**Selected excerpt**
Marvell Technology Soars on Strong AI Chip Demand
Record High Stock Price
Marvell Technology’s stock surged 12% in pre-market trading on Wednesday, following a stellar forecast for the fourth quarter. The chipmaker’s shares have been on a tear this year, rising nearly 60% as investors bet big on the growing demand for advanced chips that power sophisticated generative AI models.
Custom AI Chips Drive Growth
The Santa Clara, California-based company’s custom artificial intelligence chips have been in high demand from businesses looking to develop cutting-edge AI models. This has led to a significant increase in revenue, with Marvell forecasting $1.80 billion in fourth-quarter revenue, beating analysts’ estimates of $1.65 billion.
Reducing Dependence on Nvidia
Big Tech companies have been seeking to reduce their reliance on Nvidia’s supply-constrained semiconductors, which has benefited companies like Marvell. Marvell helps large cloud computing companies design custom-built processors, a business that has grown rapidly since its inception in 2020.
Growing Market for Custom Chips
According to Marvell’s Chief Operations Officer, Chris Koopmans, the total market for custom chips could reach $45 billion by 2028, with Marvell and Broadcom expected to be the main beneficiaries. Research firm 650 Group estimates that the data center custom chip market will grow to $10 billion this year.
Data Center Segment Sees Significant Growth
Marvell’s data center segment saw revenue double to $1.10 billion in the third quarter, compared to the same period last year. Total quarterly revenue was $1.52 billion, beating estimates of $1.46 billion.

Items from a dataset
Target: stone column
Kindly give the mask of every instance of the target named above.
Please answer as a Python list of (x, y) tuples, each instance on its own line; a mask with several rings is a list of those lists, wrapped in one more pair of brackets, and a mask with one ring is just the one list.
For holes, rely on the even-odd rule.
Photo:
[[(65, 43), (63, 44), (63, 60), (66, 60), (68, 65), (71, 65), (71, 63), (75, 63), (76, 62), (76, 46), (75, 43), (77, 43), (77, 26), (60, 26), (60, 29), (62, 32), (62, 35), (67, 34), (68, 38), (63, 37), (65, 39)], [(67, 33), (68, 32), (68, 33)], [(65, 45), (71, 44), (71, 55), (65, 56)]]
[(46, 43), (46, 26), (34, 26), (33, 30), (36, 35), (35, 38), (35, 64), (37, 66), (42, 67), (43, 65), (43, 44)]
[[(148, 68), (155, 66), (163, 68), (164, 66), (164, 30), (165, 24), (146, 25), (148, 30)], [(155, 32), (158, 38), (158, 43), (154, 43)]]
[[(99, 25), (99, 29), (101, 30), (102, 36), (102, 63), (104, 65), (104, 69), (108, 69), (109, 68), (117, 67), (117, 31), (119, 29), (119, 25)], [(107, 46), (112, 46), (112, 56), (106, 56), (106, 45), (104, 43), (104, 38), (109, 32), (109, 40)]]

**What is required**
Reproduce the article about Marvell Technology's AI chip demand in full, word for word.

**Exercise response**
Marvell Technology Soars on Strong AI Chip Demand
Record High Stock Price
Marvell Technology’s stock surged 12% in pre-market trading on Wednesday, following a stellar forecast for the fourth quarter. The chipmaker’s shares have been on a tear this year, rising nearly 60% as investors bet big on the growing demand for advanced chips that power sophisticated generative AI models.
Custom AI Chips Drive Growth
The Santa Clara, California-based company’s custom artificial intelligence chips have been in high demand from businesses looking to develop cutting-edge AI models. This has led to a significant increase in revenue, with Marvell forecasting $1.80 billion in fourth-quarter revenue, beating analysts’ estimates of $1.65 billion.
Reducing Dependence on Nvidia
Big Tech companies have been seeking to reduce their reliance on Nvidia’s supply-constrained semiconductors, which has benefited companies like Marvell. Marvell helps large cloud computing companies design custom-built processors, a business that has grown rapidly since its inception in 2020.
Growing Market for Custom Chips
According to Marvell’s Chief Operations Officer, Chris Koopmans, the total market for custom chips could reach $45 billion by 2028, with Marvell and Broadcom expected to be the main beneficiaries. Research firm 650 Group estimates that the data center custom chip market will grow to $10 billion this year.
Data Center Segment Sees Significant Growth
Marvell’s data center segment saw revenue double to $1.10 billion in the third quarter, compared to the same period last year. Total quarterly revenue was $1.52 billion, beating estimates of $1.46 billion.